**Текст для чтения:**
==*==

Но Тресков и Шлабрендорф не оставляли своего намерения убить Гитлера, и Лахоузен доставил им все необходимое. В течение двух дней они практиковались на заброшенном стрельбище Красной армии и учились обращению с выбранным ими типом взрывчатки. Она состояла из компактных плиток нитротетраметана, которые могли собираться в секции наподобие детского строительного конструктора. Секции можно было собирать, чтобы получать бомбы любой мощности. Эта взрывчатка была создана англичанами, и ее спускали на парашютах партизанам Сопротивления для ведения диверсионной работы. Для нее были разработаны три типа взрывателей: десятиминутный (впоследствии использованный Штауффенбергом при покушении 20 июля), получасовой и двухчасовой. Вначале Тресков склонялся к применению десятиминутной бомбы во время самого совещания, но потом он и Шлабрендорф согласились с тем, что это будет слишком расточительный способ добиться своей цели. К тому же был риск, что может погибнуть ряд кадровых армейских офицеров, намеченных на административные посты в новом правительстве (включая «умненького Ганса» (Клюге), как его прозвали). Нет, самым хорошим вариантом, сказали они, будет воздушная катастрофа.
После обычных откладываний 13 марта Гитлер и его свита появились в Смоленске. Они прибыли на двух самолетах – личная охрана из 25 эсэсовцев, доктор Морелль, фрейлейн Манциали (специалистка по вегетарианским блюдам) и масса адъютантов и курьеров. Вечером у Шлабрендорфа был случай лично убедиться в том, какое внимание Гитлер уделял защите собственной жизни и какой огромной была задача, стоявшая перед заговорщиками. Пока Гитлер и Клюге стояли перед картой на стене, Шлабрендорф, шагая по комнате, подошел к столу, на который Гитлер положил свою фуражку. Бесцельно взяв ее в руки, молодой адъютант был поражен – «она была тяжелая, как пушечное ядро». В подкладку, включая и козырек, была заложена закаленная вольфрамовая сталь весом в четыре фунта для защиты от снайперов!

==*==

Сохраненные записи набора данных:

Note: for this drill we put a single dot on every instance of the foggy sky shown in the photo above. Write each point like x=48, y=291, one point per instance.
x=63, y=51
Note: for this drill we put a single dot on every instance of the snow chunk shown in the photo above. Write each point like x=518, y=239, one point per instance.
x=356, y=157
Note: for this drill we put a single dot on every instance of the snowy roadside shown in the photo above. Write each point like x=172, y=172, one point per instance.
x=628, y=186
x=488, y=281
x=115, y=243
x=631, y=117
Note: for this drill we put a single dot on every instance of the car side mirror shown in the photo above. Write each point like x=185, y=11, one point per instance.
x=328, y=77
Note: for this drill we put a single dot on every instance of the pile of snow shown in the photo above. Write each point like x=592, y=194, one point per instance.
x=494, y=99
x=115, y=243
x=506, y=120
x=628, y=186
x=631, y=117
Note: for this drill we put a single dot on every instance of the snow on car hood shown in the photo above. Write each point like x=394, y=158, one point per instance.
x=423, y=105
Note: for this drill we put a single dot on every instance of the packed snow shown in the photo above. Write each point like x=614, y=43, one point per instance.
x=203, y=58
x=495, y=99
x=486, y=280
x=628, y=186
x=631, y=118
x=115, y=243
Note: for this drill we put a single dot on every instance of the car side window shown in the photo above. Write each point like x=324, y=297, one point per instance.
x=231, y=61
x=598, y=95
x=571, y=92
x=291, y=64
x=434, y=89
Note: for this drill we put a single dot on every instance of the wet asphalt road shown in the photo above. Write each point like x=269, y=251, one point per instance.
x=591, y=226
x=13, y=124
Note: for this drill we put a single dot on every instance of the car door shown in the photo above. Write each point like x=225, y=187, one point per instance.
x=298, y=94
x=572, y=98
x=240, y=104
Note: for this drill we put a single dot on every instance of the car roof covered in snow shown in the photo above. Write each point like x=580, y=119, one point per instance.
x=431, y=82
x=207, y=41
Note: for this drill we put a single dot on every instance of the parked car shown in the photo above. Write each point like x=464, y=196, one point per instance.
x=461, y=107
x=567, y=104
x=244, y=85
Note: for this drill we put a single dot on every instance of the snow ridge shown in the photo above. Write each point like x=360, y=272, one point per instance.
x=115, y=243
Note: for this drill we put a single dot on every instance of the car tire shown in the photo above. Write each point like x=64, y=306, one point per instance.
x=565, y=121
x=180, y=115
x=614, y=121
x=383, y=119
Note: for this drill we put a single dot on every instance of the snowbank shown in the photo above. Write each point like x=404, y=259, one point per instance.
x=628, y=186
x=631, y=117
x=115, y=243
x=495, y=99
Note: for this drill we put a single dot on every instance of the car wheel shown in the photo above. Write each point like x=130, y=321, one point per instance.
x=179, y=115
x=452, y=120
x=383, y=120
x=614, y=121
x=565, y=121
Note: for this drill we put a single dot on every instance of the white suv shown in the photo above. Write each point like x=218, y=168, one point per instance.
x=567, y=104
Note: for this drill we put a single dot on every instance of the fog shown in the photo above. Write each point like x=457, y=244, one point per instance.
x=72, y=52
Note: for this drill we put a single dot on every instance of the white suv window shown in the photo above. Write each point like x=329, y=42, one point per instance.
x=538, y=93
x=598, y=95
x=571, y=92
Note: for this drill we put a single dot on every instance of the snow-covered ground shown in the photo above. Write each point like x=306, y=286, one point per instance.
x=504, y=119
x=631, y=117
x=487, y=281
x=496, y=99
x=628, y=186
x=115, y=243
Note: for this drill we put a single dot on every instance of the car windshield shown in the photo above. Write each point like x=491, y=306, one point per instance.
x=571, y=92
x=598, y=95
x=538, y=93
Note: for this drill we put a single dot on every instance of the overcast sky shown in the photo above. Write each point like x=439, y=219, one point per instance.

==*==

**Что требуется:**
(a) Какие три типа взрывателей были разработаны для взрывчатки, по данным текста о заговоре против Гитлера?
(b) Перепишите без изменений фрагмент текста о заговоре против Гитлера, который начинается со слов, содержащих «После обычных откладываний», и заканчивается словами «защиты от снайперов!».

**Ответы к заданиям:**
(a) Десятиминутный, получасовой и двухчасовой.

(b)
После обычных откладываний 13 марта Гитлер и его свита появились в Смоленске. Они прибыли на двух самолетах – личная охрана из 25 эсэсовцев, доктор Морелль, фрейлейн Манциали (специалистка по вегетарианским блюдам) и масса адъютантов и курьеров. Вечером у Шлабрендорфа был случай лично убедиться в том, какое внимание Гитлер уделял защите собственной жизни и какой огромной была задача, стоявшая перед заговорщиками. Пока Гитлер и Клюге стояли перед картой на стене, Шлабрендорф, шагая по комнате, подошел к столу, на который Гитлер положил свою фуражку. Бесцельно взяв ее в руки, молодой адъютант был поражен – «она была тяжелая, как пушечное ядро». В подкладку, включая и козырек, была заложена закаленная вольфрамовая сталь весом в четыре фунта для защиты от снайперов!